*Task directions*
Find every line in the listing that contains the word "gold" and copy each of those lines.

(Photo labels and their boxes)
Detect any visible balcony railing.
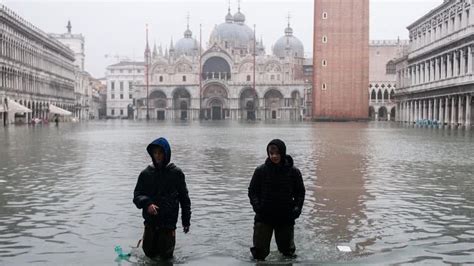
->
[397,74,474,93]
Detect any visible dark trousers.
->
[143,225,176,259]
[250,223,296,260]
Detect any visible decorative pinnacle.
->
[186,11,189,30]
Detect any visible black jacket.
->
[133,139,191,229]
[248,155,306,225]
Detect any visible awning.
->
[8,100,31,113]
[49,104,72,115]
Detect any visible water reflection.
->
[311,123,370,256]
[0,121,474,265]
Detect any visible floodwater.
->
[0,121,474,265]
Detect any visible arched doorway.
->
[240,88,258,121]
[203,83,228,120]
[202,56,231,80]
[149,90,167,120]
[209,98,224,120]
[379,106,387,121]
[264,89,283,119]
[290,91,303,120]
[390,107,396,120]
[127,104,134,119]
[179,101,188,120]
[369,106,376,120]
[173,87,191,120]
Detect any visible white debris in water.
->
[337,246,352,252]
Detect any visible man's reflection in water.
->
[312,123,373,252]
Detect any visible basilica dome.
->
[175,25,199,56]
[273,24,304,57]
[210,10,253,48]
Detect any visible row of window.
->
[321,12,328,91]
[110,109,124,115]
[410,9,470,48]
[398,46,473,86]
[110,81,133,91]
[0,32,74,79]
[0,67,74,98]
[110,69,142,74]
[110,94,133,100]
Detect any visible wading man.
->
[248,139,306,260]
[133,138,191,259]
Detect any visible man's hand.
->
[147,204,159,215]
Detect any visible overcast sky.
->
[0,0,443,78]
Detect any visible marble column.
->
[465,94,472,128]
[428,99,433,120]
[451,96,456,126]
[467,45,472,74]
[444,97,451,125]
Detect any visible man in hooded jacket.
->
[133,138,191,259]
[248,139,306,260]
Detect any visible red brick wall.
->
[313,0,369,120]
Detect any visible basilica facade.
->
[131,8,310,120]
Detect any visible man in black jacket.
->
[133,138,191,259]
[248,139,306,260]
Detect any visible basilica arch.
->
[290,90,303,120]
[148,90,168,120]
[172,87,191,120]
[202,83,229,120]
[202,56,232,80]
[263,88,283,119]
[239,87,259,120]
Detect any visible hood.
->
[265,139,293,167]
[265,155,294,168]
[146,138,171,169]
[267,139,286,158]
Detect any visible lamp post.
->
[145,24,150,121]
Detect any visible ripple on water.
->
[0,121,474,265]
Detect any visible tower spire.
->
[186,11,189,30]
[66,20,72,33]
[145,24,150,62]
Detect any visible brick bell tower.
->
[312,0,369,121]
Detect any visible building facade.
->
[368,40,408,121]
[105,61,145,119]
[130,7,308,120]
[395,0,474,127]
[49,21,98,120]
[313,0,369,121]
[0,4,74,125]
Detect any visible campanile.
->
[313,0,369,121]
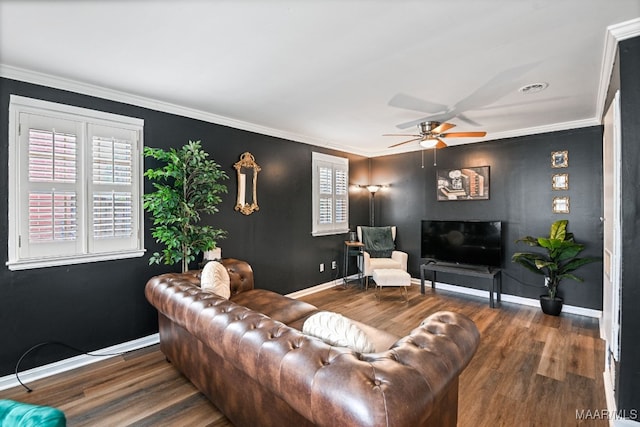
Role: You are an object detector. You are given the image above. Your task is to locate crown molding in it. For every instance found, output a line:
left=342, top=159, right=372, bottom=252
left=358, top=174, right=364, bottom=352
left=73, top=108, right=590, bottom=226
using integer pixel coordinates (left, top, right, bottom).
left=0, top=64, right=345, bottom=151
left=596, top=18, right=640, bottom=122
left=0, top=59, right=620, bottom=157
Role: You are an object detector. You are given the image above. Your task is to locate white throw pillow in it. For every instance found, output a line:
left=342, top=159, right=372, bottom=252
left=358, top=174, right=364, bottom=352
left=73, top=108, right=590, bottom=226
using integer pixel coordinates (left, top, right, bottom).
left=200, top=261, right=231, bottom=299
left=302, top=311, right=375, bottom=353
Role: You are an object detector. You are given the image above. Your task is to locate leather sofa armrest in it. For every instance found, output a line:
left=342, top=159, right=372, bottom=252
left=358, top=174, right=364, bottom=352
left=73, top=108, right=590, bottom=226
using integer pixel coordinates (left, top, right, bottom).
left=220, top=258, right=254, bottom=296
left=179, top=258, right=254, bottom=296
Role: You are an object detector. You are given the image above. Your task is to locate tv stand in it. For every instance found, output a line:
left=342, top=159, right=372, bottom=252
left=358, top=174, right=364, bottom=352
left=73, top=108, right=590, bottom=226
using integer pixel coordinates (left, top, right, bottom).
left=420, top=261, right=502, bottom=308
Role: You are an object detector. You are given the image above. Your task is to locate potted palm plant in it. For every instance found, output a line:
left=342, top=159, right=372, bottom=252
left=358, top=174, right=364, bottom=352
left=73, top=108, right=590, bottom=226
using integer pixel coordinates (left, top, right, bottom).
left=511, top=219, right=600, bottom=316
left=143, top=141, right=228, bottom=272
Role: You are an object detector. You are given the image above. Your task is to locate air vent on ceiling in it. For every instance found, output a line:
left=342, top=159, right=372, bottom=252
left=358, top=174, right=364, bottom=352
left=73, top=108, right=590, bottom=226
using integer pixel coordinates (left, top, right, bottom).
left=518, top=82, right=549, bottom=94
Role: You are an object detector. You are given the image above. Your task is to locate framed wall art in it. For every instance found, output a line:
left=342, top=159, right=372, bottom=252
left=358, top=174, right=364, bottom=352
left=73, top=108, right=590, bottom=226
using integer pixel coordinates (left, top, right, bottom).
left=551, top=150, right=569, bottom=168
left=436, top=166, right=489, bottom=201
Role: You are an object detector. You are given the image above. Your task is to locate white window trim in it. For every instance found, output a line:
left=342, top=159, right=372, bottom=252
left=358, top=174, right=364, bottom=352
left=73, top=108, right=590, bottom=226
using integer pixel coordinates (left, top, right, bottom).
left=6, top=95, right=145, bottom=270
left=311, top=152, right=349, bottom=236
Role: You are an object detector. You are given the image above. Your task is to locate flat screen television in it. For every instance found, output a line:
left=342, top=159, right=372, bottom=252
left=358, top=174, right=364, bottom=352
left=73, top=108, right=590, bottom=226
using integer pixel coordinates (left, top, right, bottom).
left=421, top=220, right=502, bottom=267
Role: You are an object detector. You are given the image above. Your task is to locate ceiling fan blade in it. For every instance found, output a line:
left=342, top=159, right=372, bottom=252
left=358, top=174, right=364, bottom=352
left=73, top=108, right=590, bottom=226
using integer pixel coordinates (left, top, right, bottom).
left=456, top=113, right=482, bottom=128
left=389, top=93, right=447, bottom=114
left=396, top=117, right=428, bottom=129
left=434, top=138, right=448, bottom=149
left=438, top=132, right=487, bottom=138
left=389, top=137, right=422, bottom=148
left=431, top=123, right=456, bottom=134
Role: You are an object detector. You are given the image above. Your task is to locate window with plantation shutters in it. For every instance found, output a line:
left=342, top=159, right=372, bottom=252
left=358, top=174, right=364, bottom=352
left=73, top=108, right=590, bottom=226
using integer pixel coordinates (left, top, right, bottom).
left=7, top=95, right=144, bottom=270
left=311, top=153, right=349, bottom=236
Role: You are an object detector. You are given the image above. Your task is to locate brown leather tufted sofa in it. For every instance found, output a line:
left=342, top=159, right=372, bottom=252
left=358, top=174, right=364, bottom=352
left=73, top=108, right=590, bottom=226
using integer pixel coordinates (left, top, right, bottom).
left=146, top=259, right=479, bottom=427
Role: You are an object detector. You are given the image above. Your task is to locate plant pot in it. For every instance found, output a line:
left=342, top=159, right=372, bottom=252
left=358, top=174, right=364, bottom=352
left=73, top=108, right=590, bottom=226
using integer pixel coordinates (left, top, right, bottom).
left=540, top=295, right=564, bottom=316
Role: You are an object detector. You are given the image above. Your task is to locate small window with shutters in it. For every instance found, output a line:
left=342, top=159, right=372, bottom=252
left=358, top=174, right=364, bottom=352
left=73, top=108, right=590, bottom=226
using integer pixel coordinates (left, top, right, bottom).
left=7, top=95, right=144, bottom=270
left=311, top=153, right=349, bottom=236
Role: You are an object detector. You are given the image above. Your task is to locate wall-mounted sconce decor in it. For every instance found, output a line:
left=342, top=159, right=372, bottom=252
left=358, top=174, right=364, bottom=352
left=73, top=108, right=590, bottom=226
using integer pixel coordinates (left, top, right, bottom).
left=551, top=173, right=569, bottom=190
left=551, top=150, right=569, bottom=168
left=233, top=151, right=261, bottom=215
left=553, top=197, right=569, bottom=213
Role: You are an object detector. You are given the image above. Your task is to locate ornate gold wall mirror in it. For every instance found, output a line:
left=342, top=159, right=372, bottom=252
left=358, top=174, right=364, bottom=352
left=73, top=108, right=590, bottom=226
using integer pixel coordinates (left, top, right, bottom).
left=233, top=151, right=261, bottom=215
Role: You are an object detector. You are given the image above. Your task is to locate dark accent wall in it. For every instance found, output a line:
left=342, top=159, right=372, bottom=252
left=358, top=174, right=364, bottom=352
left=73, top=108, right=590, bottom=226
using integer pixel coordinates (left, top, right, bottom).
left=0, top=79, right=369, bottom=375
left=373, top=126, right=602, bottom=310
left=616, top=37, right=640, bottom=414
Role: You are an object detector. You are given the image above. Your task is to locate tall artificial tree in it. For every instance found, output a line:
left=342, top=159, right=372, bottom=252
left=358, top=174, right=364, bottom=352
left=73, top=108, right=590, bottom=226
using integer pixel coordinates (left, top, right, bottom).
left=143, top=141, right=229, bottom=272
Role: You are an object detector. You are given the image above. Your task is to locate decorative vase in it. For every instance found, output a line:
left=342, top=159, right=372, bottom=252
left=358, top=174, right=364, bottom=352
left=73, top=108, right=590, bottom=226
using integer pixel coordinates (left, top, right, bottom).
left=540, top=295, right=564, bottom=316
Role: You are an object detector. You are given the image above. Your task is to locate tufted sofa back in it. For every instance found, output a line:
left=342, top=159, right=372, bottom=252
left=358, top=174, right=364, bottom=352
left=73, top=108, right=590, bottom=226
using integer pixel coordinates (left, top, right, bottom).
left=146, top=266, right=479, bottom=426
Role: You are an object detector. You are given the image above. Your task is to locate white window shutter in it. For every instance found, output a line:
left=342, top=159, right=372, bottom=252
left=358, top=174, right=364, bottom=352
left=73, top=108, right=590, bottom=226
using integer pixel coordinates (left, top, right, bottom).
left=311, top=153, right=349, bottom=236
left=6, top=95, right=144, bottom=270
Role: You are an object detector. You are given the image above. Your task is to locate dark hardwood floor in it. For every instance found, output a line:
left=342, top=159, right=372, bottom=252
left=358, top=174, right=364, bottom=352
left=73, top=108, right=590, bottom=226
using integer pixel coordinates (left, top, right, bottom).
left=0, top=286, right=608, bottom=427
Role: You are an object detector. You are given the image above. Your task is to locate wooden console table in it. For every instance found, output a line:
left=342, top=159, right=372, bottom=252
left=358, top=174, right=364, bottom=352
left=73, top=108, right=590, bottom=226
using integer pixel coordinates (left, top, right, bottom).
left=420, top=262, right=502, bottom=308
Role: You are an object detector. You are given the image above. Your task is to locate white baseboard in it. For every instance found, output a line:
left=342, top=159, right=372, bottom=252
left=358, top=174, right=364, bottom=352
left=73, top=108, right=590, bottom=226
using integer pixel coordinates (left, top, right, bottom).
left=287, top=275, right=602, bottom=319
left=0, top=334, right=160, bottom=390
left=285, top=275, right=344, bottom=299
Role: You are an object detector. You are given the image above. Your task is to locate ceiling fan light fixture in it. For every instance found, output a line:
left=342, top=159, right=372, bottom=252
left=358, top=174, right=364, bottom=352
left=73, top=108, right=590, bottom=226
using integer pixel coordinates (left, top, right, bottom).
left=420, top=138, right=438, bottom=148
left=518, top=82, right=549, bottom=95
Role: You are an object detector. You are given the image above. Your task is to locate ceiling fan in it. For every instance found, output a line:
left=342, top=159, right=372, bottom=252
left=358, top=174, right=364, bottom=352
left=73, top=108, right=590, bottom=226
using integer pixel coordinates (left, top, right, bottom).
left=383, top=121, right=487, bottom=148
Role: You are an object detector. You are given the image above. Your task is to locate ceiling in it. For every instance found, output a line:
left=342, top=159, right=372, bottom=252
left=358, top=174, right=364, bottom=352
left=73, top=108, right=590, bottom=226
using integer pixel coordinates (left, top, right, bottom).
left=0, top=0, right=640, bottom=156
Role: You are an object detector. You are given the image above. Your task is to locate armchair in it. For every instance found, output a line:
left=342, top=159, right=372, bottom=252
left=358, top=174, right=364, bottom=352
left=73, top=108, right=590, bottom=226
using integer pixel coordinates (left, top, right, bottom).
left=356, top=225, right=409, bottom=289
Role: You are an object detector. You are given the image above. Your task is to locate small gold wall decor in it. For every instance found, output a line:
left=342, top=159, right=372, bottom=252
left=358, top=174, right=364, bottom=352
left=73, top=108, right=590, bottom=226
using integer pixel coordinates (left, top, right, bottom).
left=553, top=197, right=569, bottom=213
left=551, top=150, right=569, bottom=168
left=233, top=151, right=262, bottom=215
left=551, top=173, right=569, bottom=190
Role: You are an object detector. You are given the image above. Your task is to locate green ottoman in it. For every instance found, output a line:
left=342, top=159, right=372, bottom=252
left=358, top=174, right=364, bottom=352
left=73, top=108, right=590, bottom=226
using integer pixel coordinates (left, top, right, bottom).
left=0, top=400, right=67, bottom=427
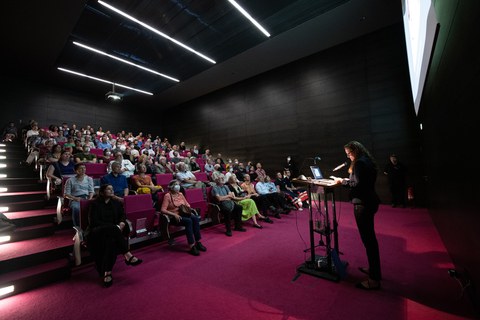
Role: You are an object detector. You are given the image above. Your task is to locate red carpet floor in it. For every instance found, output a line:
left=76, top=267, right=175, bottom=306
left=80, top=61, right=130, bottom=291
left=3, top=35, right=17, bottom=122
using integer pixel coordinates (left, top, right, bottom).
left=0, top=202, right=475, bottom=320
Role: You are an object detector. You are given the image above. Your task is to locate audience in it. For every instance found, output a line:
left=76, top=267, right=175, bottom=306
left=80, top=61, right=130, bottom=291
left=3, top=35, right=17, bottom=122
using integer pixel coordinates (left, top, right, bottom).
left=86, top=184, right=142, bottom=287
left=212, top=175, right=247, bottom=237
left=64, top=163, right=94, bottom=227
left=228, top=175, right=271, bottom=229
left=160, top=180, right=207, bottom=256
left=100, top=161, right=129, bottom=201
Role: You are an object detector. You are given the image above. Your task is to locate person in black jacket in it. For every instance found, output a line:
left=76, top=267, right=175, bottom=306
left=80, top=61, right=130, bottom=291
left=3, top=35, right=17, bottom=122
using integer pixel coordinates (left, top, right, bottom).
left=86, top=184, right=142, bottom=287
left=335, top=141, right=382, bottom=290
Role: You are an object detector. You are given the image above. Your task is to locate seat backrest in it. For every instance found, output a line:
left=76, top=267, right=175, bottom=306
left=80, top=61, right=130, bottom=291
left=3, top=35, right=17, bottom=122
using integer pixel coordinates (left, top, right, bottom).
left=123, top=194, right=153, bottom=214
left=193, top=172, right=208, bottom=182
left=185, top=188, right=205, bottom=203
left=80, top=199, right=95, bottom=231
left=155, top=173, right=173, bottom=191
left=157, top=191, right=168, bottom=205
left=85, top=162, right=107, bottom=179
left=123, top=194, right=156, bottom=237
left=90, top=148, right=103, bottom=157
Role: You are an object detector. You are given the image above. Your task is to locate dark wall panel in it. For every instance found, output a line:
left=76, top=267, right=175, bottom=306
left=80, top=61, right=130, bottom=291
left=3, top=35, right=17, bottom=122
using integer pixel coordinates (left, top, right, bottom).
left=419, top=0, right=480, bottom=312
left=162, top=25, right=421, bottom=202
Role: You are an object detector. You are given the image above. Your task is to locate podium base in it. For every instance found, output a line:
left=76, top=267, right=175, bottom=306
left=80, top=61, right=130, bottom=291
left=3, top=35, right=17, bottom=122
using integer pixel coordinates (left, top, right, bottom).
left=297, top=256, right=348, bottom=282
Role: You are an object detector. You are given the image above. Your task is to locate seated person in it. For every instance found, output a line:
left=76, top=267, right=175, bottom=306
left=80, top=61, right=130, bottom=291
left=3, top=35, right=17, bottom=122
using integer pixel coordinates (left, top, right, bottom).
left=97, top=149, right=113, bottom=167
left=255, top=162, right=267, bottom=181
left=228, top=175, right=272, bottom=229
left=131, top=163, right=163, bottom=196
left=160, top=180, right=207, bottom=256
left=212, top=175, right=247, bottom=237
left=107, top=151, right=135, bottom=178
left=100, top=161, right=129, bottom=201
left=64, top=162, right=95, bottom=227
left=275, top=172, right=303, bottom=211
left=97, top=134, right=113, bottom=150
left=74, top=146, right=97, bottom=163
left=234, top=162, right=247, bottom=182
left=46, top=150, right=75, bottom=186
left=85, top=184, right=142, bottom=287
left=2, top=121, right=18, bottom=142
left=255, top=175, right=291, bottom=214
left=190, top=157, right=200, bottom=173
left=154, top=156, right=174, bottom=174
left=204, top=159, right=215, bottom=177
left=240, top=173, right=281, bottom=221
left=175, top=162, right=206, bottom=191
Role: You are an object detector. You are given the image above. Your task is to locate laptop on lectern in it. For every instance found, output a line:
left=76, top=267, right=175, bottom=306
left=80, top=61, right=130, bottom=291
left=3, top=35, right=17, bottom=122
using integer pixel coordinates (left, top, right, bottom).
left=310, top=166, right=323, bottom=179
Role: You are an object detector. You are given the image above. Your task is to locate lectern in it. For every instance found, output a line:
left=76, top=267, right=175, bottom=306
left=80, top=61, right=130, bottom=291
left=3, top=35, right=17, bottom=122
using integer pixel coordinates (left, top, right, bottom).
left=292, top=179, right=348, bottom=281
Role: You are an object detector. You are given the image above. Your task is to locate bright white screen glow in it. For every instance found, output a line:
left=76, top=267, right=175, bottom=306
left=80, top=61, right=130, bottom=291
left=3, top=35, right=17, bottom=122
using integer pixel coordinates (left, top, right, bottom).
left=402, top=0, right=438, bottom=114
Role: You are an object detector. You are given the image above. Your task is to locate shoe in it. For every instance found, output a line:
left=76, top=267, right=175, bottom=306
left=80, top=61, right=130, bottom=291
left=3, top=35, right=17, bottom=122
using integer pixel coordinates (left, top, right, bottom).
left=188, top=246, right=200, bottom=256
left=261, top=217, right=273, bottom=223
left=195, top=241, right=207, bottom=252
left=355, top=278, right=380, bottom=290
left=125, top=256, right=143, bottom=266
left=358, top=267, right=370, bottom=275
left=103, top=274, right=113, bottom=288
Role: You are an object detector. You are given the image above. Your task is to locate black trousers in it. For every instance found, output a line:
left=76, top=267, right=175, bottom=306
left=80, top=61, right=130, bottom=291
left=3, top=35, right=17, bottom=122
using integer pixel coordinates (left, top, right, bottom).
left=354, top=204, right=382, bottom=281
left=222, top=203, right=243, bottom=231
left=87, top=225, right=129, bottom=277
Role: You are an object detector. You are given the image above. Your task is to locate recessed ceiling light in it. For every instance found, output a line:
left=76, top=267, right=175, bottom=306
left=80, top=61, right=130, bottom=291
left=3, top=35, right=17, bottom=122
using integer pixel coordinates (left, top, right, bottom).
left=98, top=1, right=216, bottom=63
left=73, top=41, right=180, bottom=82
left=228, top=0, right=270, bottom=37
left=57, top=67, right=153, bottom=96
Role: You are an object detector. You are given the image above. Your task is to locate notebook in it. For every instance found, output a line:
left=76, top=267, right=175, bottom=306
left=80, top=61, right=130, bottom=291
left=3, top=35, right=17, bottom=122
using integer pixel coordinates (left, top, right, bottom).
left=310, top=166, right=335, bottom=186
left=310, top=166, right=323, bottom=179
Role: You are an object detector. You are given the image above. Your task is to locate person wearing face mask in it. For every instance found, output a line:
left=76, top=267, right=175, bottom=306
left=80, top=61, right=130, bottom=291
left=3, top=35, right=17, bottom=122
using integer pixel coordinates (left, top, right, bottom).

*Task answer*
Role: You are an object detector. You are given the image above. Your task is to locate ornate gold wall mirror in it. For every instance found, output a line:
Role: You are an object detector. You are given the image above. Your task is to locate small gold wall decor in it. For every instance found, output a line:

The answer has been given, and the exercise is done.